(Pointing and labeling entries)
++++++++++

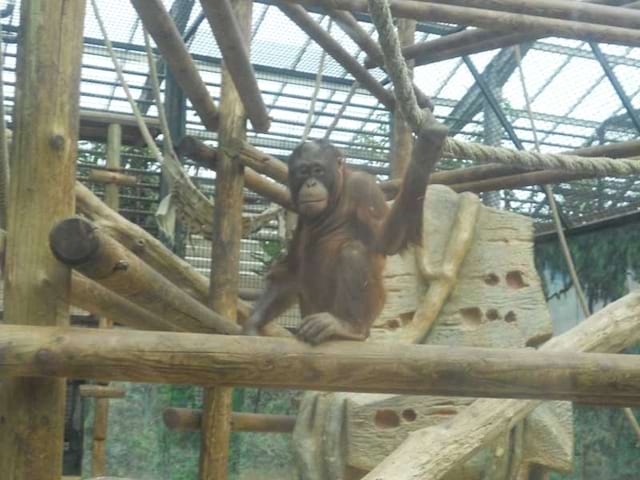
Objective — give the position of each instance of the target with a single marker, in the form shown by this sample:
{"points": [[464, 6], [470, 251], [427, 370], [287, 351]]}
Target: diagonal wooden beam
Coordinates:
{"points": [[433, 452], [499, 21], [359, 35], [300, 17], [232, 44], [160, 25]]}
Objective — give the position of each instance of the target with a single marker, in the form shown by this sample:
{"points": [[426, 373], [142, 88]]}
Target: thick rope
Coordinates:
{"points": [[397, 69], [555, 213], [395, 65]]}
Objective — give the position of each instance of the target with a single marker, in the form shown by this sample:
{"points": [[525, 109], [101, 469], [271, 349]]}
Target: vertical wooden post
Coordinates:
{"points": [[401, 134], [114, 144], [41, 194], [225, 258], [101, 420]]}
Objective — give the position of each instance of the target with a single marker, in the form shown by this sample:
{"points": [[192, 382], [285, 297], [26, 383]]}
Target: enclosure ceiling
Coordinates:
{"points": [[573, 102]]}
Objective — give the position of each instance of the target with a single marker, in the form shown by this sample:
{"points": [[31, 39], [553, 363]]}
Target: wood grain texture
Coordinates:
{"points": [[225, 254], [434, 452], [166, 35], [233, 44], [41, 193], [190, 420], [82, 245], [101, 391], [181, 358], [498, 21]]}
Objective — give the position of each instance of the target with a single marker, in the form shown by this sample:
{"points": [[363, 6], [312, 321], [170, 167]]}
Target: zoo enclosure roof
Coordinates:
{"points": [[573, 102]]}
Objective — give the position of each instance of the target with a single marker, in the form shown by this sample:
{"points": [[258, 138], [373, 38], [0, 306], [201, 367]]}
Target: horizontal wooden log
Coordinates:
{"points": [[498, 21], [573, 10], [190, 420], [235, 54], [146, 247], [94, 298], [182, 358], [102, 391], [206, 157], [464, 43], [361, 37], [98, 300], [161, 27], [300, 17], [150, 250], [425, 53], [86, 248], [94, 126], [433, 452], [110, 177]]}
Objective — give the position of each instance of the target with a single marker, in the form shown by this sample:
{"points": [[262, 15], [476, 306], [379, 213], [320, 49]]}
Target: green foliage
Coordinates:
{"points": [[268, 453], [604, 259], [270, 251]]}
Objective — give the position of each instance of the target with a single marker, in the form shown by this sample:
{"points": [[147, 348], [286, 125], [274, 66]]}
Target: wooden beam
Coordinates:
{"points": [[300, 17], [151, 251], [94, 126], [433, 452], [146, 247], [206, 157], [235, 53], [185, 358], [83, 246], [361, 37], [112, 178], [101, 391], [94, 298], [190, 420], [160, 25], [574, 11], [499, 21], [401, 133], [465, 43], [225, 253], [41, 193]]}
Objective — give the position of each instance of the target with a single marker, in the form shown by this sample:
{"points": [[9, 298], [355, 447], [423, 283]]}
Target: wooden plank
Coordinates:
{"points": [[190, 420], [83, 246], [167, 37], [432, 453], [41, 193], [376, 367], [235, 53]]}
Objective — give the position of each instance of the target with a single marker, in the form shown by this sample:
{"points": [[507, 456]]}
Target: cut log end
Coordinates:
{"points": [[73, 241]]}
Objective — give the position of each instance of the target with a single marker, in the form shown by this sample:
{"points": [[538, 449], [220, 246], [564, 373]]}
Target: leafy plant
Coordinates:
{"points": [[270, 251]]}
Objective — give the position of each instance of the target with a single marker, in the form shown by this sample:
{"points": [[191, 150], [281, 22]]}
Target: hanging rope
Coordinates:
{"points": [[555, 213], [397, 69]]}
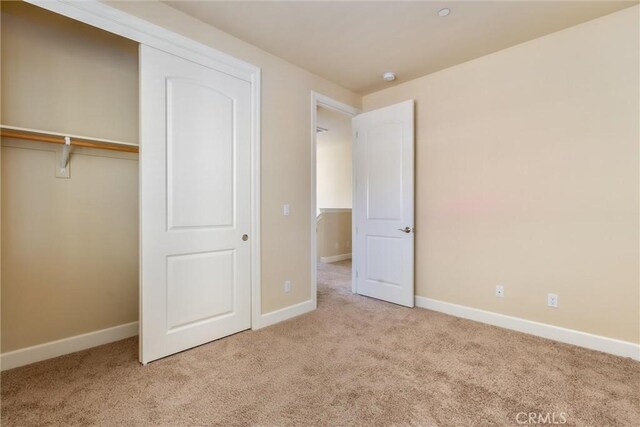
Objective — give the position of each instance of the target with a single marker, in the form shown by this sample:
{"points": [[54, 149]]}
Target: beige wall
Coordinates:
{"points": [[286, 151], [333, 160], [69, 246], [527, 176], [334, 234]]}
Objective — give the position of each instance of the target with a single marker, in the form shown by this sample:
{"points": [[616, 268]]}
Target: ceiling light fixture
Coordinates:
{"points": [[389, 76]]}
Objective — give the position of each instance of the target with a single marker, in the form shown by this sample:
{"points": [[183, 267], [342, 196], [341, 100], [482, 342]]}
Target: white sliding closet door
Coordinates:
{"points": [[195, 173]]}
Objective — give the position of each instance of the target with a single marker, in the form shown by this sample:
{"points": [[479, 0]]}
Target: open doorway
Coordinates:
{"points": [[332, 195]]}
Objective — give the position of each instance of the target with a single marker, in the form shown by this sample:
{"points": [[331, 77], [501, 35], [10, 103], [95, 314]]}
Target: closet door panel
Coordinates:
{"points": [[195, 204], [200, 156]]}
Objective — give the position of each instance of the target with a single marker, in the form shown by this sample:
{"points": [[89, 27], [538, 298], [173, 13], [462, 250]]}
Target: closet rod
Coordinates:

++++++++++

Task description
Retype the entries word for word. Omit any images.

Exercise result
Objective — give the position of each instance of the target with a single marker, in the form shown by this sample:
{"points": [[464, 6], [470, 251], [427, 370], [287, 351]]}
Target: diagonal wooden beam
Coordinates:
{"points": [[433, 452], [499, 21], [359, 35], [300, 17], [232, 44], [160, 25]]}
Objective — give the position of each instance of the target with a single marker, in the form shown by this sample:
{"points": [[426, 373], [142, 88]]}
Target: thick rope
Coordinates:
{"points": [[397, 69], [555, 213], [395, 65]]}
Objective — give the position of each instance of the target with a single marker, in the form shown by this sample:
{"points": [[525, 109], [101, 469], [271, 349]]}
Target: vertical wooden post
Coordinates:
{"points": [[401, 134], [114, 144], [41, 194], [225, 258], [101, 420]]}
Objective — give the position of each instance of the target with a single marker, in the form shown by this sample:
{"points": [[192, 382], [285, 297], [26, 383]]}
Target: enclosure ceiling
Coordinates:
{"points": [[573, 102]]}
Objective — give the position of each instance of the target with a single marker, in the form shown by this sample:
{"points": [[31, 39], [553, 363]]}
Target: wood grain texture
Coordinates:
{"points": [[225, 254], [434, 452], [166, 35], [233, 44], [41, 193], [190, 420], [82, 245], [101, 391], [181, 358], [498, 21]]}
Objective — give the position of each instance of the target with a single marker, in the form shown by this sample:
{"points": [[363, 6], [312, 321], [170, 167]]}
Target: zoo enclosure roof
Coordinates:
{"points": [[573, 102]]}
Objective — give the position of each instance of the target with a single marker, in the form shown by this sample:
{"points": [[258, 138], [373, 38], [0, 306], [201, 367]]}
Target: horizontal wooden log
Coordinates:
{"points": [[498, 21], [573, 10], [190, 420], [235, 54], [146, 247], [94, 298], [182, 358], [102, 391], [206, 157], [464, 43], [361, 37], [98, 300], [161, 27], [300, 17], [150, 250], [425, 53], [86, 248], [94, 126], [433, 452], [110, 177]]}
Objective — give the position of each instance of the target with a single marker, in the form shown by this sample:
{"points": [[262, 15], [476, 306], [379, 213], [320, 49]]}
Target: green foliage
Coordinates:
{"points": [[268, 453], [604, 259], [270, 251]]}
Objective — give the position of each instance of the target with a single marker, in the form shown by this sample:
{"points": [[147, 348], [286, 125], [274, 66]]}
Target: wooden beam
Coordinates:
{"points": [[300, 17], [151, 251], [94, 126], [433, 452], [146, 247], [206, 157], [235, 53], [185, 358], [83, 246], [361, 37], [112, 178], [101, 391], [94, 298], [190, 420], [160, 25], [574, 11], [499, 21], [401, 133], [465, 43], [225, 253], [41, 193]]}
Objective — give the position of each instance of the target with a single marker, in the form shown by this sample:
{"points": [[9, 298], [355, 447], [423, 283]]}
Target: wooden plank
Coordinates:
{"points": [[190, 420], [83, 246], [167, 37], [432, 453], [41, 193], [376, 367], [235, 53]]}
Objective — give the position of each instance of the target with a single marker, in the form shown by this sample:
{"points": [[507, 456]]}
Target: cut log end
Coordinates:
{"points": [[73, 241]]}
Objective — give the position of each instance of the target with a single marker, in the form shown by this sample:
{"points": [[538, 449], [220, 246], [564, 373]]}
Target: leafy plant
Coordinates:
{"points": [[270, 251]]}
Objective — give the position of each instance of the target with a single marker, in the form shown by this sample:
{"points": [[191, 150], [281, 22]]}
Target: hanging rope
Coordinates:
{"points": [[555, 213], [397, 69]]}
Objective — give the position of each instance of the target with a single marker, in the form shown by this sample:
{"points": [[54, 149]]}
Target: beige wall
Coordinates:
{"points": [[286, 151], [333, 160], [69, 246], [527, 176], [334, 234]]}
Objective — give the position of each instance of the target with a single marker, in the form shown by this sample:
{"points": [[616, 268]]}
Target: ceiling light fixture
Coordinates:
{"points": [[389, 76]]}
Objective — give the position of each instance of the target with a single marker, in the form shown by this sample:
{"points": [[183, 267], [342, 196], [341, 100], [482, 342]]}
Target: white sliding closet door
Coordinates:
{"points": [[195, 173]]}
Objective — give the position of each instance of the target with a single marker, in the form shown by this sample:
{"points": [[479, 0]]}
Target: open doorway
Coordinates:
{"points": [[332, 195]]}
Objective — give the position of each instance of the target with a single marker, in the form shown by this sample:
{"points": [[331, 77], [501, 35], [10, 103], [95, 314]]}
Target: closet door panel
Coordinates:
{"points": [[195, 204], [200, 156]]}
Objective — give the position of each instance of the target with a single marker, in the form shown by this sample:
{"points": [[89, 27], [538, 298], [173, 13], [462, 250]]}
Target: closet rod
Coordinates:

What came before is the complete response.